--- Dataset entries ---

= = = = = = =

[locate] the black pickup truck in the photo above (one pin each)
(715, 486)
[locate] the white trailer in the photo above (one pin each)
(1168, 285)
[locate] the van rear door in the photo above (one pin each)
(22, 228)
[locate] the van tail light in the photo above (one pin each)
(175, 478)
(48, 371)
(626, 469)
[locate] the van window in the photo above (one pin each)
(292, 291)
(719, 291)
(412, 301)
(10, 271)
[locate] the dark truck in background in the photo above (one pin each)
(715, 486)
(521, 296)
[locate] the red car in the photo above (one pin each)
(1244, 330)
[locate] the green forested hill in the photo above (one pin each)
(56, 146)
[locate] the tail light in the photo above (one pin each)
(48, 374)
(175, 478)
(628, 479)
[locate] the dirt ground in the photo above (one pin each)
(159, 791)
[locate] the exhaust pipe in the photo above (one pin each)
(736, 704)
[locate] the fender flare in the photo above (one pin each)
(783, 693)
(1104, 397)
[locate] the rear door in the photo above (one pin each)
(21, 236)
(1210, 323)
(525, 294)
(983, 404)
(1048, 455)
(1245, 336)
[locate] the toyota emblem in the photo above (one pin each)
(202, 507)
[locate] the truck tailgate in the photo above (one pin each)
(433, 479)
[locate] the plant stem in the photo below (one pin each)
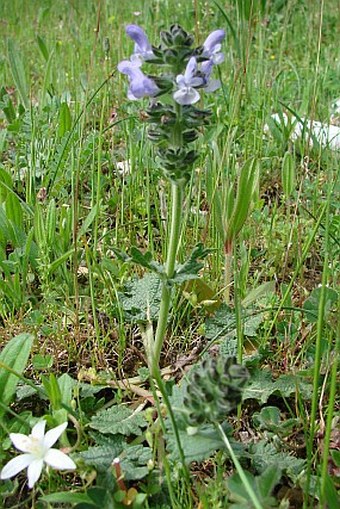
(240, 471)
(175, 229)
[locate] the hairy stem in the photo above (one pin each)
(240, 471)
(175, 229)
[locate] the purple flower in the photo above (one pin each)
(143, 48)
(139, 84)
(186, 93)
(210, 85)
(212, 46)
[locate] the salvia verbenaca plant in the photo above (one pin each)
(177, 75)
(214, 389)
(186, 71)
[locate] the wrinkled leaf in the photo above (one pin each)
(118, 419)
(141, 298)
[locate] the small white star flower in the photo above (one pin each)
(37, 449)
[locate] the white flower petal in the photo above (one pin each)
(38, 430)
(34, 471)
(186, 96)
(212, 85)
(21, 442)
(53, 434)
(57, 459)
(15, 466)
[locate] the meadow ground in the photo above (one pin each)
(84, 231)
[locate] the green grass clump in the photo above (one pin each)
(80, 186)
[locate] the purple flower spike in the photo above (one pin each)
(143, 48)
(139, 84)
(186, 93)
(210, 85)
(212, 46)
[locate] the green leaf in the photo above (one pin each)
(68, 497)
(190, 269)
(134, 461)
(222, 325)
(269, 418)
(261, 386)
(18, 72)
(264, 454)
(15, 356)
(101, 456)
(133, 458)
(141, 298)
(311, 305)
(42, 362)
(118, 419)
(267, 481)
(145, 260)
(258, 293)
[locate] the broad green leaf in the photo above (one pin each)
(197, 447)
(141, 298)
(42, 362)
(267, 481)
(190, 269)
(118, 419)
(264, 454)
(101, 456)
(261, 386)
(15, 356)
(145, 260)
(258, 293)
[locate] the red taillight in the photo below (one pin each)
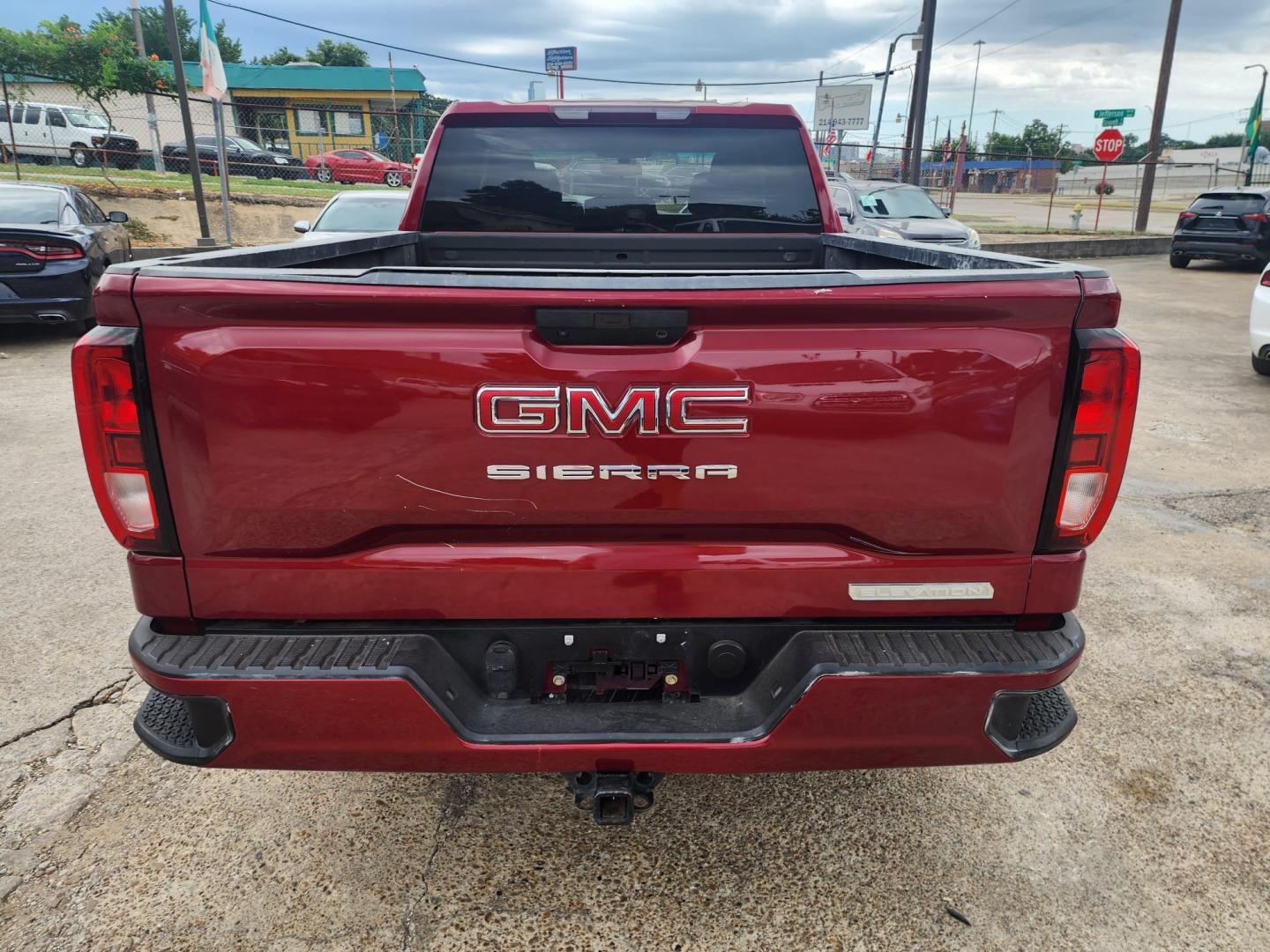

= = = = = = =

--- What the task requires ---
Turn the data above into a numbered list with one line per item, skipping any blank lines. Leave the pictures out.

--- Response to the exercise ---
1. [locate] the black pickup truck in the photo above (one pin each)
2. (715, 486)
3. [locate] the white trailer in the photo above (one pin each)
4. (1168, 285)
5. [locate] the van rear door in the photo above (one pin each)
6. (22, 228)
7. [locate] the van tail light in the photo above (one pin each)
8. (175, 478)
9. (48, 371)
10. (626, 469)
11. [locate] the van window in the photo above (one pin each)
12. (292, 291)
13. (719, 291)
14. (412, 301)
15. (10, 271)
16. [locate] the dark truck in background in the photo above (one pin each)
17. (715, 486)
18. (521, 296)
19. [locate] the red car in the photo above (one pin each)
20. (1244, 330)
21. [locate] the green forested hill in the photo above (one pin each)
22. (56, 146)
23. [locate] the tail light in the photo above (one pin each)
24. (48, 374)
25. (175, 478)
26. (628, 479)
27. [locate] the dirt ground in the photo above (one pin each)
28. (159, 791)
29. [locate] the exhaust pipe in the photo above (one pin each)
30. (736, 704)
31. [locate] the fender flare in the photo above (one pin each)
32. (783, 693)
33. (1104, 397)
34. [locate] the rear door in the photo above (one pin each)
35. (21, 236)
36. (1210, 323)
37. (525, 294)
38. (983, 404)
39. (1048, 455)
40. (1245, 336)
41. [locate] the toyota emblem in the photo above (one pin each)
42. (202, 507)
43. [locate] the truck tailgate in the photo above (one pin each)
44. (433, 479)
45. [locate] the plant stem in the photo below (one pin each)
46. (240, 471)
47. (175, 229)
48. [locate] the hairy stem in the photo above (one pin each)
49. (240, 471)
50. (175, 229)
51. [locate] the purple flower in the photo above (one pin each)
52. (143, 48)
53. (139, 84)
54. (186, 93)
55. (210, 85)
56. (212, 46)
57. [locate] the salvia verbenaca plant in the photo above (one pin each)
58. (177, 75)
59. (214, 389)
60. (186, 71)
61. [locate] the wrinkled leaf in the photo above (one pin each)
62. (118, 419)
63. (141, 298)
64. [locate] the small white star flower in the photo above (one pin each)
65. (37, 449)
66. [locate] the white flower petal in the photo above (one pin each)
67. (38, 430)
68. (34, 471)
69. (186, 96)
70. (212, 85)
71. (21, 442)
72. (53, 434)
73. (57, 459)
74. (15, 466)
75. [locate] the meadow ground in the photo above (one pin each)
76. (84, 231)
77. [locate] the green grass clump in the photo above (one pin each)
78. (80, 186)
79. [locate] the purple flower spike in the photo above (one pin each)
80. (143, 48)
81. (139, 84)
82. (186, 93)
83. (210, 85)
84. (212, 46)
85. [locate] the green leaf in the photo above (one pin each)
86. (68, 497)
87. (190, 269)
88. (134, 461)
89. (222, 325)
90. (269, 418)
91. (261, 386)
92. (18, 72)
93. (264, 454)
94. (15, 356)
95. (101, 456)
96. (133, 458)
97. (141, 298)
98. (311, 305)
99. (42, 362)
100. (118, 419)
101. (267, 481)
102. (145, 260)
103. (258, 293)
104. [locate] the broad green leaf in the photo above (one pin each)
105. (197, 447)
106. (141, 298)
107. (42, 362)
108. (267, 481)
109. (190, 269)
110. (118, 419)
111. (264, 454)
112. (101, 456)
113. (261, 386)
114. (15, 356)
115. (145, 260)
116. (258, 293)
117. [locate] the red taillight in the photo below (one pin each)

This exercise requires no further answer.